_Stated task_
Retype everything from "Jordan then had" down to "to the agreement." in the procedural-history excerpt below, copying each word and mark as it stands.

_Selected excerpt_
This case has a complex procedural history.*fn1 The following recitation is limited to those aspects of the case that are relevant to the pending motion.

Plaintiff Jordan commenced her first action against Verizon on December 23, 2002, claiming discrimination on the basis of gender, age, and disability, in violation of federal, state, and local laws, and wrongful denial of enhanced disability benefits under Verizon's Long Term Disability ("LTD") Plan. On July 14, 2004, after engaging in settlement negotiations before the Honorable Gabriel Gorenstein, United States Magistrate Judge, during which plaintiff was represented by counsel, plaintiff signed a release and settlement agreement.

After the execution of the agreement but before the judgment was entered, plaintiff raised a number of concerns about the settlement, including that her attorney, who was no longer representing her, had misrepresented the terms of the agreement and coerced her into settlement. Plaintiff raised those concerns before the assigned District Judge, the Honorable Shira A. Scheindlin, in a status conference on July 23, 2004, during which plaintiff stated that her request for an "exit interview" was the "last stumbling block" toward settlement and that she would accept the settlement if Verizon provided her with such an interview. Verizon agreed to do so, and on August 27, 2004, Judge Scheindlin entered a judgment and dismissed the action with prejudice pursuant to the settlement agreement. The settlement agreement included a release of all plaintiff's claims against Verizon, including those "[c]laims asserted or which could have been asserted in the complaint in [that case]." (Compl., Ex. I § 2(b) "Examples of released Claims.").

Jordan then had second thoughts and attempted to unwind the settlement. She appealed the judgment to the Second Circuit, arguing that she entered the agreement under duress resulting from her pro se status, Verizon's threat to move for sanctions if she abandoned the settlement, and pressure from Judge Scheindlin and Magistrate Judge Gorenstein to reach a settlement. Plaintiff also claimed that Verizon had intentionally misrepresented the terms of the settlement agreement, negotiated the settlement in bad faith, and suppressed evidence during discovery and that, accordingly, she should be permitted to revoke her consent to the agreement.

In its decision, the Second Circuit noted that plaintiff had affirmatively agreed to the settlement agreement on two different occasions, Jordan I, 2005 WL 3116750, at *1, but found that the fraud and duress claims were not properly before the Court because they had not been raised in the District Court, id. at *2. Accordingly, the Court did not address the merits of those claims, but affirmed the district court's judgment without prejudice to plaintiff's right to file a Rule 60(b) motion in the district court. Id.

_Supplied material_
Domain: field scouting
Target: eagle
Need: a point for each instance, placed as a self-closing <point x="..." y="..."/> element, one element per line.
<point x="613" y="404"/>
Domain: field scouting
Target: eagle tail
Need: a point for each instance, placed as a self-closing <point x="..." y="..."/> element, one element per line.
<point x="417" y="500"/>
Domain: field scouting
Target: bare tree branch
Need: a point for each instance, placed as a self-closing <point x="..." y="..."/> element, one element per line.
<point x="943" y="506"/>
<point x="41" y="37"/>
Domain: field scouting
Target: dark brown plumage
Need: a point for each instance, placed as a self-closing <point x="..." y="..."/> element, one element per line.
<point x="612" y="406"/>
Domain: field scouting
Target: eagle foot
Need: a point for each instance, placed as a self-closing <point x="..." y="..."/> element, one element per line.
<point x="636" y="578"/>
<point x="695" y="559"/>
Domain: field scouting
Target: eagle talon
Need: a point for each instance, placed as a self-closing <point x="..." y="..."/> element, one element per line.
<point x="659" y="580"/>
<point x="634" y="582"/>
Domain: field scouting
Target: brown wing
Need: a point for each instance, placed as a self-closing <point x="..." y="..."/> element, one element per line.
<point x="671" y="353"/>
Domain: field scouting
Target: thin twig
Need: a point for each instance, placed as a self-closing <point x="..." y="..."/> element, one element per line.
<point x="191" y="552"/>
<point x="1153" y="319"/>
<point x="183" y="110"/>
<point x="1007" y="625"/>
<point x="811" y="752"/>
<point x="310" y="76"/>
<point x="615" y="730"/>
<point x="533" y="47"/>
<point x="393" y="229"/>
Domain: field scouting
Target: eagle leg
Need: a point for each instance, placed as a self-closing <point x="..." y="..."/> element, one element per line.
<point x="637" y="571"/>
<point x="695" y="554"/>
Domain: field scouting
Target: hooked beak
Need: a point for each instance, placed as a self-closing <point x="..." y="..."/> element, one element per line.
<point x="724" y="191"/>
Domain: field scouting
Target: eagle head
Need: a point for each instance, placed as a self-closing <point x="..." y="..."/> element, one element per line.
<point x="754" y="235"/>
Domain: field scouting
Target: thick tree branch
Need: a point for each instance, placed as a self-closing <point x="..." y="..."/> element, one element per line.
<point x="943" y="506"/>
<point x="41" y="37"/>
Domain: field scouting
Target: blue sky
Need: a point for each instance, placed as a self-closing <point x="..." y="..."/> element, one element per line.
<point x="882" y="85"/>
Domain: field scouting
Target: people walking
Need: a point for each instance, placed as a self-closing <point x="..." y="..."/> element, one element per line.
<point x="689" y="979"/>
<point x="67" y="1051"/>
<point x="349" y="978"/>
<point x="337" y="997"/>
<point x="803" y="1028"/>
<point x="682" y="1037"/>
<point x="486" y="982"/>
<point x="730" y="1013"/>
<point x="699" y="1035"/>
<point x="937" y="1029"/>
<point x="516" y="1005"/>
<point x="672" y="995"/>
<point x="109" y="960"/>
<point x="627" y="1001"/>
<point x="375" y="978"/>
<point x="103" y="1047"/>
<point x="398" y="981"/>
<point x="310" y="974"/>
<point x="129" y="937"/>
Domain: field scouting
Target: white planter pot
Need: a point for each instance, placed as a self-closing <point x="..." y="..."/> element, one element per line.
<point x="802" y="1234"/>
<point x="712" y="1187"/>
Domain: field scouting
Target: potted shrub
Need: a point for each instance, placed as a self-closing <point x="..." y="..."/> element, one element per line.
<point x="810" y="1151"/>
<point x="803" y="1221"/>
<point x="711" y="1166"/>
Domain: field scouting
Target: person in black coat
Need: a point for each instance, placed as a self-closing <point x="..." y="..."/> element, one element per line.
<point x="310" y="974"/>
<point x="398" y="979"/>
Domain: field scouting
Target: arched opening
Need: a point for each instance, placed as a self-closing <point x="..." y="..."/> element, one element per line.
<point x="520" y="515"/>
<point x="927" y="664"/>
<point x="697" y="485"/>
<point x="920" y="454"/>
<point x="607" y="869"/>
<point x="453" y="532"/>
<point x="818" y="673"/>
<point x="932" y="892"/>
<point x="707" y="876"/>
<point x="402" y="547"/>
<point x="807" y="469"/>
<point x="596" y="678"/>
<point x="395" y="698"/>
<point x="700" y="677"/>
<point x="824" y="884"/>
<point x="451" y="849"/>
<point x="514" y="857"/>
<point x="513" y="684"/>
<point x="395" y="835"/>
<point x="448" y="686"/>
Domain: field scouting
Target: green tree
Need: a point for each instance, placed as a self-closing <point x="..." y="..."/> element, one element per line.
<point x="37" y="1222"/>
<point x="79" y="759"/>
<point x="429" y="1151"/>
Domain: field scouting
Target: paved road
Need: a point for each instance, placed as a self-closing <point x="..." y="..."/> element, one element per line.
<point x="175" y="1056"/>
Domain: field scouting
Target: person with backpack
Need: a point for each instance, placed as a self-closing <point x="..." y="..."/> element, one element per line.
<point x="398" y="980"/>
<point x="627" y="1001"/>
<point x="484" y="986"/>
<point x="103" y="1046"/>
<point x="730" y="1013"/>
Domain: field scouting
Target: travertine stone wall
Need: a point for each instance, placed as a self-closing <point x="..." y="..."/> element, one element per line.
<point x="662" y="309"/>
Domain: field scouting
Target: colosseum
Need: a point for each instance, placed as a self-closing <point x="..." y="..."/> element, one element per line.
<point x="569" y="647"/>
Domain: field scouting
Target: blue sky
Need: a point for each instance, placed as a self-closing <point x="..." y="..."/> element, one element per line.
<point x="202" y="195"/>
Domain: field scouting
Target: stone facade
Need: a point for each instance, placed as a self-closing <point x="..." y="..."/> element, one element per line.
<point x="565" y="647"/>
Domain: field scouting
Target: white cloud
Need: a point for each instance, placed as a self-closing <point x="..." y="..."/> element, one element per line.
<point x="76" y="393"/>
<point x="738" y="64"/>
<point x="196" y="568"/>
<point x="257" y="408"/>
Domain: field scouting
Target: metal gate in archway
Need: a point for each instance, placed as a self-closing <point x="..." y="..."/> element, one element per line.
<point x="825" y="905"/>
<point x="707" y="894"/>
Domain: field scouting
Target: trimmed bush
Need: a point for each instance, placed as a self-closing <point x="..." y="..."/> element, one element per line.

_Task response_
Jordan then had second thoughts and attempted to unwind the settlement. She appealed the judgment to the Second Circuit, arguing that she entered the agreement under duress resulting from her pro se status, Verizon's threat to move for sanctions if she abandoned the settlement, and pressure from Judge Scheindlin and Magistrate Judge Gorenstein to reach a settlement. Plaintiff also claimed that Verizon had intentionally misrepresented the terms of the settlement agreement, negotiated the settlement in bad faith, and suppressed evidence during discovery and that, accordingly, she should be permitted to revoke her consent to the agreement.